------ Entries supplied

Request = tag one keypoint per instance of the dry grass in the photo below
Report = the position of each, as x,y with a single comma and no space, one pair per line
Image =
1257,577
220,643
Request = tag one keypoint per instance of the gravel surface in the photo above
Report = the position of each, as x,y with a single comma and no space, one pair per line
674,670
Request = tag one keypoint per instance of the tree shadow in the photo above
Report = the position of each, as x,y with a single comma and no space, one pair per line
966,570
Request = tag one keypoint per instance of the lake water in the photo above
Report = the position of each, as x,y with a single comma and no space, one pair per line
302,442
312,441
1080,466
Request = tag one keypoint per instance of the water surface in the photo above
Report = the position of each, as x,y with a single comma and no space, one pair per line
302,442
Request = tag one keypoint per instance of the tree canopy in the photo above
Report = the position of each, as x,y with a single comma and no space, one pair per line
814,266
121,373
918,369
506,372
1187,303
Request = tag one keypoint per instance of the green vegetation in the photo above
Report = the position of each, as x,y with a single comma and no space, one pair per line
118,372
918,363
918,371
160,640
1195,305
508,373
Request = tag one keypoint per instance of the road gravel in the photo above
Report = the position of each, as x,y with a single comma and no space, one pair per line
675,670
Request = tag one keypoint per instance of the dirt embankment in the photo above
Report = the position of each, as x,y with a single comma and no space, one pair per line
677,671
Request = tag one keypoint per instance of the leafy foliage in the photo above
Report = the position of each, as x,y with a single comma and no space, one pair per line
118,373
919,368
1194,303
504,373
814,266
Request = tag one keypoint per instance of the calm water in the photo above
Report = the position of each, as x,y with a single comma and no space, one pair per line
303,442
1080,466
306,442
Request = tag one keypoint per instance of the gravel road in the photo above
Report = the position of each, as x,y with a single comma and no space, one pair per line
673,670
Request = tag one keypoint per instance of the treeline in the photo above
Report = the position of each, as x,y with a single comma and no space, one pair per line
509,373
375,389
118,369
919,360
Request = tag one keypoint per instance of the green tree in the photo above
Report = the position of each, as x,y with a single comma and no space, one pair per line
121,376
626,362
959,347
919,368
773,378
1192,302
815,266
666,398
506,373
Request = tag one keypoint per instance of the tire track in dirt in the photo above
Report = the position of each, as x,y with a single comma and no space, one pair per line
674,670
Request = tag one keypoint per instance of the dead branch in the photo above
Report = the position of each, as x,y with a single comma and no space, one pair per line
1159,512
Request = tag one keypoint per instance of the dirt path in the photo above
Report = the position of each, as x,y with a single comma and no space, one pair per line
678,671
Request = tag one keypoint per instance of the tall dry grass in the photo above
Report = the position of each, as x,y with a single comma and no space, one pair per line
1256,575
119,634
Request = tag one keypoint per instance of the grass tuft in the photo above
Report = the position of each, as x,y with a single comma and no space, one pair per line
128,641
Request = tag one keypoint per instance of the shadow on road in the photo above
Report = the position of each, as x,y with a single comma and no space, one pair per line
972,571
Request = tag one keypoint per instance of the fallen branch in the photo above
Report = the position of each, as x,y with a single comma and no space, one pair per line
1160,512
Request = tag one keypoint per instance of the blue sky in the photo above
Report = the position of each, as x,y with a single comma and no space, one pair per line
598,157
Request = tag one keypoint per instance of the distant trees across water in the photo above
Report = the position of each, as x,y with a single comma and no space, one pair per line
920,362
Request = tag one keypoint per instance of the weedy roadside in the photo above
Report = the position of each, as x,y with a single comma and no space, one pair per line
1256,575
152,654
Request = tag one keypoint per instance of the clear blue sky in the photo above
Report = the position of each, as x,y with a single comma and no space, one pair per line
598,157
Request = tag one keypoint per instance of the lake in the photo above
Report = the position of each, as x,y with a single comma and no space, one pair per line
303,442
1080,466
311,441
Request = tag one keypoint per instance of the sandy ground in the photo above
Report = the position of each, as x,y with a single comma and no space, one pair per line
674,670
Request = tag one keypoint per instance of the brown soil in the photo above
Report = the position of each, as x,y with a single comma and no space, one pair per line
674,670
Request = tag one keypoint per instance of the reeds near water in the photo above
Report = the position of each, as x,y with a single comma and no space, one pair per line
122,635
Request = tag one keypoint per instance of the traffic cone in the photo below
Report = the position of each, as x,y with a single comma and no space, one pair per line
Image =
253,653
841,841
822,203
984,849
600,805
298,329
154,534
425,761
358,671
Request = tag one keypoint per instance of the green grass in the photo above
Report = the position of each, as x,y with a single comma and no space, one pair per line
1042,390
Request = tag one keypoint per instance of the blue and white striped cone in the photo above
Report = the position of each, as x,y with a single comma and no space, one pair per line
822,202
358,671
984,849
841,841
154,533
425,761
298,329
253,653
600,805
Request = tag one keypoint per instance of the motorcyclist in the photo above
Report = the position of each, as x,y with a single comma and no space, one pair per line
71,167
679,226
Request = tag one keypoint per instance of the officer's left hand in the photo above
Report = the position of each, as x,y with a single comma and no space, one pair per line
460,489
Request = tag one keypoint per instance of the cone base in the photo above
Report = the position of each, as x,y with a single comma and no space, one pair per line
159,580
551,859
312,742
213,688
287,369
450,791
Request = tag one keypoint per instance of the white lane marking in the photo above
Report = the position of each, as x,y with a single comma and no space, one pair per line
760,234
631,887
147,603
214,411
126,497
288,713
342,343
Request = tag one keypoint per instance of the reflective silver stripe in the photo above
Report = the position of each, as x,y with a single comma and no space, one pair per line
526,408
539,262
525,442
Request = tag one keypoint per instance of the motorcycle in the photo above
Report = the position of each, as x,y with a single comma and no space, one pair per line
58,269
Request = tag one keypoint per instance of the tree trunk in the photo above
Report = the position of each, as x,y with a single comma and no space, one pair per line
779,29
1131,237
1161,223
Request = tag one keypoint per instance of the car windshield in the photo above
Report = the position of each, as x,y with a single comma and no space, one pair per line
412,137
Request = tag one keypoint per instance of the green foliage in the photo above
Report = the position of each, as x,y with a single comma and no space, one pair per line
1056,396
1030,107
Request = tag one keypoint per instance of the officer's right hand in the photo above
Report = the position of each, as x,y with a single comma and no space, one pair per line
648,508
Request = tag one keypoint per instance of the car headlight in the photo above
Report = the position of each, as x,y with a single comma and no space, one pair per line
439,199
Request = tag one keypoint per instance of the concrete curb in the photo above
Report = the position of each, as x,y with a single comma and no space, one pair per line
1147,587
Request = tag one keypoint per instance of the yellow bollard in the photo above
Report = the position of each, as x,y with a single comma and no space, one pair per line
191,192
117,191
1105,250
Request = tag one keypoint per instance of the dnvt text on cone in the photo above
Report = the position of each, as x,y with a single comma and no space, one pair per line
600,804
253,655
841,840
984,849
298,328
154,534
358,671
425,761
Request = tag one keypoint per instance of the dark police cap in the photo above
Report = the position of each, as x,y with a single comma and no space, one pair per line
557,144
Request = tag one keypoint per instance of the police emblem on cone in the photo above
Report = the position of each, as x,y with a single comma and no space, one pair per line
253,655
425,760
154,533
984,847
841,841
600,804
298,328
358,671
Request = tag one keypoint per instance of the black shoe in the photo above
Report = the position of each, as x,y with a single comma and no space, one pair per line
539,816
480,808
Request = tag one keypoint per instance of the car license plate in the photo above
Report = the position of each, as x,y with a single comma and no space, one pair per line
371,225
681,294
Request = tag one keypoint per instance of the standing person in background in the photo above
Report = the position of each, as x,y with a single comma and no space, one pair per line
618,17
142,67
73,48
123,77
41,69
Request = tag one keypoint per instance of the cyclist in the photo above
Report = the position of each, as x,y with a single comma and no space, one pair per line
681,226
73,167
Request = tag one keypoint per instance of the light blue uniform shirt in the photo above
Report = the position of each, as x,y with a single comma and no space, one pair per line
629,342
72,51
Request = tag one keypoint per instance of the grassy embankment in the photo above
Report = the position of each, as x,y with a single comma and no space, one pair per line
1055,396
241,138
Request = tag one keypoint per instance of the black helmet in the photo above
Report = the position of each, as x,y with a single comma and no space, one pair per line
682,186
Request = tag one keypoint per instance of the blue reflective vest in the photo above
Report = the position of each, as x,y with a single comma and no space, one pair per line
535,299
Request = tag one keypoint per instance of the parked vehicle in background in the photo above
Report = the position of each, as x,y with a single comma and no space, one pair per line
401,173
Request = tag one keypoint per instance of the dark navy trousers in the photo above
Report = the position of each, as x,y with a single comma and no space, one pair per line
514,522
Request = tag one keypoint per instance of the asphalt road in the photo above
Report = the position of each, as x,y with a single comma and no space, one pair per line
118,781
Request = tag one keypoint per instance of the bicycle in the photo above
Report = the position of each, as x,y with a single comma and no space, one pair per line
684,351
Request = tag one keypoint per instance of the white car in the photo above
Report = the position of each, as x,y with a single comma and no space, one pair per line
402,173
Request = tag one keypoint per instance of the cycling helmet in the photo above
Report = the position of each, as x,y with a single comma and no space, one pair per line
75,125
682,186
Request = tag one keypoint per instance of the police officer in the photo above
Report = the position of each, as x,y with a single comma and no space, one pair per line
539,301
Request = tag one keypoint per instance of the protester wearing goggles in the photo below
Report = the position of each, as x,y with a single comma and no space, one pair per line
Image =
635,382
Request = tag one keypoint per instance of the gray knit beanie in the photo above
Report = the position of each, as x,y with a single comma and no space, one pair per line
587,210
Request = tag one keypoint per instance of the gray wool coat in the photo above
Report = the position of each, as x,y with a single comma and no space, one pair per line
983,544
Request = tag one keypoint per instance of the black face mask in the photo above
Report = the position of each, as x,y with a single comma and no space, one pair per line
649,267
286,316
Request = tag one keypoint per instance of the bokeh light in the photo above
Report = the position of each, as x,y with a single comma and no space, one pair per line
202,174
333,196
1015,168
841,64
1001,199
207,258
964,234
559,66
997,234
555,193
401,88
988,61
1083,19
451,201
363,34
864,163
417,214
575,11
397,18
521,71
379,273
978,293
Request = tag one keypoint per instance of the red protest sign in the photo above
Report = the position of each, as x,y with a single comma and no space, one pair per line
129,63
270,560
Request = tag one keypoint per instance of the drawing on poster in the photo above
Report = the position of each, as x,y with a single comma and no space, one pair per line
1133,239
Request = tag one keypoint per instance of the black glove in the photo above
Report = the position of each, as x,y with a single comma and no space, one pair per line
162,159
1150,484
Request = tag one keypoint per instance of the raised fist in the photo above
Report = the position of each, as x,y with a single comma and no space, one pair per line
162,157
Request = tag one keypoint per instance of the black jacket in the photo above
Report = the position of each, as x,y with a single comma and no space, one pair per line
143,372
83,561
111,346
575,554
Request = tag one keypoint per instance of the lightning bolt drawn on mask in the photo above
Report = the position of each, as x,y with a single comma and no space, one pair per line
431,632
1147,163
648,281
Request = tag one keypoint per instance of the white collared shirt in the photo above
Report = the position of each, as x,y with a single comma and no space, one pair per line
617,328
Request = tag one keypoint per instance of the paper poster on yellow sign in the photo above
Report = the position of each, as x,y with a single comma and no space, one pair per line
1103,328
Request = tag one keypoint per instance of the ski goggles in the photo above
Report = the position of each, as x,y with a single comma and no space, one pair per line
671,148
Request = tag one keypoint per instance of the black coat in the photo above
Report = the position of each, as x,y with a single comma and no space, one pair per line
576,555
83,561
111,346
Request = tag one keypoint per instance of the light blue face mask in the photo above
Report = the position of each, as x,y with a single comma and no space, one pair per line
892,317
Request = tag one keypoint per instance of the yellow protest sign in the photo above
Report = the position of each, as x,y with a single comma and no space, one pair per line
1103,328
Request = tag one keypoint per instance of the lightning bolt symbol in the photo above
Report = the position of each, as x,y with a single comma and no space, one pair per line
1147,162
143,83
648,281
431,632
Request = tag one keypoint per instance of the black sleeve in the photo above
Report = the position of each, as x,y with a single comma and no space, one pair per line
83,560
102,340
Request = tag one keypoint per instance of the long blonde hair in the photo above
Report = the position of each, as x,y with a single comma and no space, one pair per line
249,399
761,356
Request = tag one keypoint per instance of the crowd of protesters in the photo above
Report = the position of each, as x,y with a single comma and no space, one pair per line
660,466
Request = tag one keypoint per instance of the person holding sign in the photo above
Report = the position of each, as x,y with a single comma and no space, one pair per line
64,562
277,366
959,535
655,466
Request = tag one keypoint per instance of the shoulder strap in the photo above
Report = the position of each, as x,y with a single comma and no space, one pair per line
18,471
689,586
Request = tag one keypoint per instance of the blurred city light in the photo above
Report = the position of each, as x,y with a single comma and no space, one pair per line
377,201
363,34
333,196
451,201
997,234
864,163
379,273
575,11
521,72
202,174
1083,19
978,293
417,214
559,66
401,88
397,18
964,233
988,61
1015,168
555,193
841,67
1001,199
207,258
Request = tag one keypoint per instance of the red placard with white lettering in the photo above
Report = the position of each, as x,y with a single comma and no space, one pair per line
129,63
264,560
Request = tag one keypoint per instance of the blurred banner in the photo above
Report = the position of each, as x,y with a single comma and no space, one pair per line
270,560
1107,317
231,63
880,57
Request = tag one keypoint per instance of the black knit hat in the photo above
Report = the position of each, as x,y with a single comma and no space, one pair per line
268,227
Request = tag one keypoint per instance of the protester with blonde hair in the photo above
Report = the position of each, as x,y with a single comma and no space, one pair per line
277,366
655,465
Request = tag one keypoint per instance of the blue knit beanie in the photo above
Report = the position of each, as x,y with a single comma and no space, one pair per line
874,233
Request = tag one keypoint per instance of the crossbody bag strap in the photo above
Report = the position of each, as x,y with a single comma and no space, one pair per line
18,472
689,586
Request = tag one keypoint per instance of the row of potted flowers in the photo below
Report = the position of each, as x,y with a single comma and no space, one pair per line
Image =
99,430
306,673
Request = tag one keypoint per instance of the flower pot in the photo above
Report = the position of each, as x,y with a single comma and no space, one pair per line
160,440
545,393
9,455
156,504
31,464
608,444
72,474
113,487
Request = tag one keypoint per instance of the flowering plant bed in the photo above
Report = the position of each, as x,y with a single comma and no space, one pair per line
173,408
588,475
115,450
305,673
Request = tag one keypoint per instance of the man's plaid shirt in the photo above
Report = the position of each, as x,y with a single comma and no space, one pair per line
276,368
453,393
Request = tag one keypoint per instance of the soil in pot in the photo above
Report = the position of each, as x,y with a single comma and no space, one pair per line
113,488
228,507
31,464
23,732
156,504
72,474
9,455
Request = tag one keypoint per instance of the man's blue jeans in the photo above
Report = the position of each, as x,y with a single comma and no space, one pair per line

------------

The task: Look above for the line containing "Request = tag one keypoint per instance of the blue knit", then transcribe it and all lines after it through the last, exactly and with nothing else.

Exercise solution:
Request = tag one keypoint per instance of the blue knit beanie in the photo above
Report = the position of each, as x,y with a single comma and no space, one pair per line
874,233
Request = tag one keypoint per instance of the crossbody bag strap in the photo above
Report = the position of each, as x,y with a single comma and no space, one pair per line
18,472
689,586
Request = tag one keypoint per instance of the row of potted flowers in the photo below
Report = the position of each, as x,y with a single comma and no space, one pair per line
Image =
99,430
306,673
Request = tag one keypoint per instance of the flower pot in the photo above
Report = the position of each, as x,y with a single comma and no space, one pair per line
160,440
545,393
9,455
156,504
31,464
608,444
72,474
113,487
Request = tag one keypoint per instance of the flowering plant bed in the photo above
Report = the position of each, as x,y with a single comma and no space, one pair per line
173,408
588,475
115,450
305,673
Request = tag one keypoint per instance of the man's plaid shirt in the photo above
Report = the position of each, as x,y with a single comma and no space, one pair per line
276,368
453,393
Request = tag one keypoint per instance of the soil in pot in the photo above
Report = the position of each, as x,y with a single comma and no space, one pair per line
113,488
228,507
31,464
23,732
156,504
72,474
9,455
Request = tag one keypoint per instance of the man's blue jeans in the photo above
Report = the position of each, as x,y with a single comma and no space, one pair per line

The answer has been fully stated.